• **Objetivo del ejercicio**:
Renombra "coffee bean" como "coffee seed" en el material, desde la línea con "Please pin the shadow" hasta la línea con "(1183, 456)", ambas incluidas. Reproduce solo ese tramo y no introduzcas ningún otro cambio.

• **Material proporcionado**:
━━━━━━━━━━━━━━━━━━━━━━━━━━━━━━
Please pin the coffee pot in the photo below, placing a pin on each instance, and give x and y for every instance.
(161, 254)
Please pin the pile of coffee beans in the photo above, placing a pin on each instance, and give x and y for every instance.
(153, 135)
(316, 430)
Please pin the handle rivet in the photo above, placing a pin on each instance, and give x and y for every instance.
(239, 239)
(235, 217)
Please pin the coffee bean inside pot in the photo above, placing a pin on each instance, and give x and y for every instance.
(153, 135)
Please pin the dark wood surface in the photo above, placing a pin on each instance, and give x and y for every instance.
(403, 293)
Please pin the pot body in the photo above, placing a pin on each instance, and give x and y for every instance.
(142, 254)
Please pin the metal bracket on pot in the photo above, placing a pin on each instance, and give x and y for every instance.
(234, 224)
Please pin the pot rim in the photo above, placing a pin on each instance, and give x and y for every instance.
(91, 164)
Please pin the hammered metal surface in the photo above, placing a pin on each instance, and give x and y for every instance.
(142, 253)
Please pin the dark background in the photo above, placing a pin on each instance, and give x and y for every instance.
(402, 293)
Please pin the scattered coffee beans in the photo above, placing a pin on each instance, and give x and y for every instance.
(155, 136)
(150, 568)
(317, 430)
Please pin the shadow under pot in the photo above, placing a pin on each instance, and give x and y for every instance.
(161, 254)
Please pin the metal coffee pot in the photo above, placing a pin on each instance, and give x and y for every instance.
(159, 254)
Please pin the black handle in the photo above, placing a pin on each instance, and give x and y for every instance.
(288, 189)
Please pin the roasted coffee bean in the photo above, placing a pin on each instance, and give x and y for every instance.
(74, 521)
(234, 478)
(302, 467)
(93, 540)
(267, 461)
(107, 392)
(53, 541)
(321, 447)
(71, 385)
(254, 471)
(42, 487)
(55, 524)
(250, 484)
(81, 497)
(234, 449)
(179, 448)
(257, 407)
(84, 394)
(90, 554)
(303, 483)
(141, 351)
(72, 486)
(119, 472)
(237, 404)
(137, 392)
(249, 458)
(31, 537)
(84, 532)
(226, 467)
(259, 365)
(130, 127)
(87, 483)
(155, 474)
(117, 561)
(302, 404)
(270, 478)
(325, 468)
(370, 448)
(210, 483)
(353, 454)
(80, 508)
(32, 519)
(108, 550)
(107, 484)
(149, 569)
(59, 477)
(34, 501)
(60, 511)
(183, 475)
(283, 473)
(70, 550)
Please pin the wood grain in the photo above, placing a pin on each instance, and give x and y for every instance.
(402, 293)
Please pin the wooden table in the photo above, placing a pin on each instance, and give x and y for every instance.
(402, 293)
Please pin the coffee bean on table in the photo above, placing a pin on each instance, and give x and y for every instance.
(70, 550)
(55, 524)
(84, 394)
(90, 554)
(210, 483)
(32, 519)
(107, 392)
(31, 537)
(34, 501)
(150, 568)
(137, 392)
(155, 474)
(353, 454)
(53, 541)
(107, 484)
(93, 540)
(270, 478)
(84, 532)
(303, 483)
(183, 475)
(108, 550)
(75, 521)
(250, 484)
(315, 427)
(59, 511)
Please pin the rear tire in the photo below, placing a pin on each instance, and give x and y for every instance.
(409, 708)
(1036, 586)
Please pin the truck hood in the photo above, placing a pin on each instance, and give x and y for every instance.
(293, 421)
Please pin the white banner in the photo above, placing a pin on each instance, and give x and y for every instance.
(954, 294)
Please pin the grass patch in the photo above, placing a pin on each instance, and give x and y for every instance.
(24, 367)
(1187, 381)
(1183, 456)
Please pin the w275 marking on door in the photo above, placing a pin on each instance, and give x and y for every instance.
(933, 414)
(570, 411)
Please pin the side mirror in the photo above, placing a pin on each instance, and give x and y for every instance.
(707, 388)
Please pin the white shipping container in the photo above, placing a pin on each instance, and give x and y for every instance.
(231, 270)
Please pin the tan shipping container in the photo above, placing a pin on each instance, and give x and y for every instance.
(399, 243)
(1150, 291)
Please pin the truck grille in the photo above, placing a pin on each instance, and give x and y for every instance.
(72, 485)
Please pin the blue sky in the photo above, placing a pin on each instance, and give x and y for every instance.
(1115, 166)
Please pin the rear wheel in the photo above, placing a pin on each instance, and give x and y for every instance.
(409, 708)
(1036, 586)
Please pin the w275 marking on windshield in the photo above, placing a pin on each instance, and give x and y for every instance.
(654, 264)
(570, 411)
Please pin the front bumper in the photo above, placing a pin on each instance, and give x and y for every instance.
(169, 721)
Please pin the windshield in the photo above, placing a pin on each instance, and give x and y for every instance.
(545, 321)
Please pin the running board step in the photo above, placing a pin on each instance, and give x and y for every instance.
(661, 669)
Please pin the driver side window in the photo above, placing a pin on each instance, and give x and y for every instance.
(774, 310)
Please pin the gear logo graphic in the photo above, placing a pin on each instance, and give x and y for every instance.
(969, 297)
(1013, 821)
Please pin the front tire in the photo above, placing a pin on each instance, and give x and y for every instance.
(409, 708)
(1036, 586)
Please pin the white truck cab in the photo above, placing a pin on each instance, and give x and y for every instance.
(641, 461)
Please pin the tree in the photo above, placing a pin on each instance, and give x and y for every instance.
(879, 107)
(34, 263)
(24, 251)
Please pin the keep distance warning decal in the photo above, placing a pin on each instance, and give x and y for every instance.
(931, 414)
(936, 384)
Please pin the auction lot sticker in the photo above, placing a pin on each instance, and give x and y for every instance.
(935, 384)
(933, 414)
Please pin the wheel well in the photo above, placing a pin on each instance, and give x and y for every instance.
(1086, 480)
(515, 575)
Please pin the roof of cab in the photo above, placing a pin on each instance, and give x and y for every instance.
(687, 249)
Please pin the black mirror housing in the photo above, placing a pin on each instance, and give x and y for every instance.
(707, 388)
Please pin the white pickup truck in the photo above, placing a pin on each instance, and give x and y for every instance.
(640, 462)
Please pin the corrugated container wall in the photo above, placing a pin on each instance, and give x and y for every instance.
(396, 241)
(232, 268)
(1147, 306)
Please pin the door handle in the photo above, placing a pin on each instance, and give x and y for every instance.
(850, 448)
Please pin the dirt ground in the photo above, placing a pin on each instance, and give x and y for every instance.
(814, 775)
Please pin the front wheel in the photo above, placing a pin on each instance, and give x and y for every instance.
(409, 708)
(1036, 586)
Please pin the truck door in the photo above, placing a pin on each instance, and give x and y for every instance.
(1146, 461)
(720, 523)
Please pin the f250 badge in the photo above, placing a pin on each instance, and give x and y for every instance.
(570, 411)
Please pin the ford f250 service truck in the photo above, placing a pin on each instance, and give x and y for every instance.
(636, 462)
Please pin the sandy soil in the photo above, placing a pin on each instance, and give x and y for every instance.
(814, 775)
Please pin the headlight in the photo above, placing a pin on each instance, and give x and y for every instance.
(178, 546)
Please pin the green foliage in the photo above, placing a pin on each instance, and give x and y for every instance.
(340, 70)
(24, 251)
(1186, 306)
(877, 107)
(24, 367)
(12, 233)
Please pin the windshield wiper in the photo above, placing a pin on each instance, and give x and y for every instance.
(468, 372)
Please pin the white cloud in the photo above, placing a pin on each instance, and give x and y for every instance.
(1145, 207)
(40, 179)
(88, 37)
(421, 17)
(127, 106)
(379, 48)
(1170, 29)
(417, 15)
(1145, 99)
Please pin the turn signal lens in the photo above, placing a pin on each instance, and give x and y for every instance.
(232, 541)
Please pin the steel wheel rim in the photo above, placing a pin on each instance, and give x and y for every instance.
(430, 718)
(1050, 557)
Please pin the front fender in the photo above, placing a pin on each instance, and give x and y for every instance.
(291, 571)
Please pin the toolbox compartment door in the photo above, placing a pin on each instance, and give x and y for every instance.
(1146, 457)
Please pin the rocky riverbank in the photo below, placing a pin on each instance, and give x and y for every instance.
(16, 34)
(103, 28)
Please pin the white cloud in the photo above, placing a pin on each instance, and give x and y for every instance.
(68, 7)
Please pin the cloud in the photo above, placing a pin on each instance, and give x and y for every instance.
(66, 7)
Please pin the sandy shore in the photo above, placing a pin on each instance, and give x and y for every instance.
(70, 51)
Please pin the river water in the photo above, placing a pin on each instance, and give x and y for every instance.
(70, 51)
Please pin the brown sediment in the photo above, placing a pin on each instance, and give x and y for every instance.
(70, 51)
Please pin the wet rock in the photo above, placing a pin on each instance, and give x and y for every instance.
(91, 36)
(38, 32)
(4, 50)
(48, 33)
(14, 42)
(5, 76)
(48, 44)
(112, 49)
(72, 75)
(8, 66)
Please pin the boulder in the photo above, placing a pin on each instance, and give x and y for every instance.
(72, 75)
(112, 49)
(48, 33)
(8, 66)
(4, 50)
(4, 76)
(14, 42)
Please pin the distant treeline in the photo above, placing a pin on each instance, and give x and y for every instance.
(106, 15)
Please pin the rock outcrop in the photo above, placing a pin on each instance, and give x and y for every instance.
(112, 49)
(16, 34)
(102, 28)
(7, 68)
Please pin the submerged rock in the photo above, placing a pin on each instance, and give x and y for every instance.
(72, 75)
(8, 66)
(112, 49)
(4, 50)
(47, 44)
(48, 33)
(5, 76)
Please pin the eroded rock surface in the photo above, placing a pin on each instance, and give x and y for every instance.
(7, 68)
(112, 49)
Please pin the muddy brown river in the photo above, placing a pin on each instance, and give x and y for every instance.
━━━━━━━━━━━━━━━━━━━━━━━━━━━━━━
• **Respuesta**:
Please pin the shadow under pot in the photo above, placing a pin on each instance, and give x and y for every instance.
(161, 254)
Please pin the metal coffee pot in the photo above, placing a pin on each instance, and give x and y for every instance.
(159, 254)
Please pin the black handle in the photo above, placing a pin on each instance, and give x and y for every instance.
(288, 189)
Please pin the roasted coffee seed in the photo above, placing a pin on each instance, and give x and y for every instance.
(74, 521)
(234, 478)
(302, 467)
(93, 540)
(267, 461)
(107, 392)
(53, 541)
(321, 447)
(71, 385)
(254, 471)
(42, 487)
(55, 524)
(250, 484)
(81, 497)
(234, 449)
(179, 448)
(257, 407)
(84, 394)
(90, 554)
(303, 483)
(141, 351)
(72, 486)
(119, 472)
(237, 404)
(137, 392)
(249, 458)
(31, 537)
(84, 532)
(226, 467)
(259, 365)
(130, 127)
(87, 483)
(155, 474)
(117, 561)
(302, 404)
(270, 478)
(325, 468)
(370, 448)
(210, 483)
(353, 454)
(80, 508)
(32, 519)
(108, 550)
(107, 484)
(149, 569)
(59, 477)
(34, 501)
(60, 511)
(183, 475)
(283, 473)
(70, 550)
Please pin the wood grain in the photo above, placing a pin on each instance, and give x and y for every instance.
(402, 293)
Please pin the wooden table in the photo above, placing a pin on each instance, and give x and y for every instance.
(402, 293)
Please pin the coffee seed on table in the photo above, placing a pin on each instance, and give x and y for every instance.
(70, 550)
(55, 524)
(84, 394)
(90, 554)
(210, 483)
(32, 519)
(107, 392)
(31, 537)
(34, 501)
(150, 568)
(137, 392)
(155, 474)
(353, 454)
(53, 541)
(107, 484)
(93, 540)
(270, 478)
(84, 532)
(303, 483)
(183, 475)
(108, 550)
(75, 521)
(250, 484)
(315, 427)
(59, 511)
Please pin the rear tire in the photo below, placing a pin on each instance, and give x and y for every instance.
(409, 708)
(1036, 586)
Please pin the truck hood in the photo above, placing a pin on each instance, and give x and y for every instance.
(293, 421)
Please pin the white banner in the photo above, placing a pin on each instance, and give x and y for every instance.
(954, 294)
Please pin the grass patch in the photo above, placing a pin on each instance, and give x and y for every instance.
(24, 367)
(1187, 381)
(1183, 456)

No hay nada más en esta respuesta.